>>>
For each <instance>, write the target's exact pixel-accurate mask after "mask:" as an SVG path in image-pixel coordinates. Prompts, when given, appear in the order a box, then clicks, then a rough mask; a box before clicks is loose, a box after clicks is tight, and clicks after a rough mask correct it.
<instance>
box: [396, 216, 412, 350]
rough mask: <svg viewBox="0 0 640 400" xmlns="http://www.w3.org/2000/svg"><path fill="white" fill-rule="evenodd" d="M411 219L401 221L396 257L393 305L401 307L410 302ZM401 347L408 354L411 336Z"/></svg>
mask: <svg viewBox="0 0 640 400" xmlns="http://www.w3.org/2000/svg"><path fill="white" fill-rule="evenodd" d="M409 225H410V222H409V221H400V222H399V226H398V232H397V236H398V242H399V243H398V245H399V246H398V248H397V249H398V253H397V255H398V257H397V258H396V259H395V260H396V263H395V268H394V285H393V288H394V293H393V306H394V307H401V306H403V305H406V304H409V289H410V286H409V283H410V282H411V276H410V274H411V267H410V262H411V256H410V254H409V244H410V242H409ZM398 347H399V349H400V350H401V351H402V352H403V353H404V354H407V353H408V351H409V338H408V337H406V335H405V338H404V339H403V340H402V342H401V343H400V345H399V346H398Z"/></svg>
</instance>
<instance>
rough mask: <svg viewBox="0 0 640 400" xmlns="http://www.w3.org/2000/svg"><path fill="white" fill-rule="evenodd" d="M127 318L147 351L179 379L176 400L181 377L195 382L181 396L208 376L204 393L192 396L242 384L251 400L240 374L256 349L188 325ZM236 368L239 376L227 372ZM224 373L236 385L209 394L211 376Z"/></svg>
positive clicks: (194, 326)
<<<
Problem details —
Render the records above as a Markdown table with two columns, Number and Content, giving each nonblank line its own row.

Task response —
| Number | Content |
|---|---|
| 1 | For each <instance>, write the target's exact pixel-accurate mask after "mask:" as an SVG path in image-pixel coordinates. Prompts, when given, appear in the order a box, then clicks, then a rough mask; a box before clicks is loose, a box after clicks is tight, and clicks after a rough mask correct it. |
| 2 | <instance> |
| 3 | box: [396, 216, 412, 350] |
| 4 | rough mask: <svg viewBox="0 0 640 400" xmlns="http://www.w3.org/2000/svg"><path fill="white" fill-rule="evenodd" d="M411 219L401 221L396 257L393 305L401 307L410 302ZM401 347L408 354L411 336Z"/></svg> |
| 5 | mask: <svg viewBox="0 0 640 400" xmlns="http://www.w3.org/2000/svg"><path fill="white" fill-rule="evenodd" d="M409 225H410V222H409V221H400V222H399V226H398V232H397V236H398V242H399V243H398V245H399V246H398V248H397V249H398V253H397V255H398V257H397V258H396V259H395V260H396V263H395V268H394V285H393V288H394V293H393V306H394V307H401V306H403V305H406V304H409V289H410V286H409V283H410V282H411V276H410V274H411V267H410V262H411V256H410V254H409V244H410V242H409ZM398 347H399V349H400V350H401V351H402V352H403V353H404V354H407V353H408V351H409V338H408V337H406V335H405V338H404V339H403V340H402V342H401V343H400V345H399V346H398Z"/></svg> |
| 6 | </instance> |
| 7 | <instance> |
| 8 | rough mask: <svg viewBox="0 0 640 400" xmlns="http://www.w3.org/2000/svg"><path fill="white" fill-rule="evenodd" d="M127 318L147 351L179 379L176 400L181 377L195 382L181 396L208 376L204 393L192 396L242 384L251 400L240 374L256 349L188 325ZM236 368L239 376L227 372ZM224 373L236 385L209 394L211 376Z"/></svg> |
| 9 | positive clicks: (194, 326) |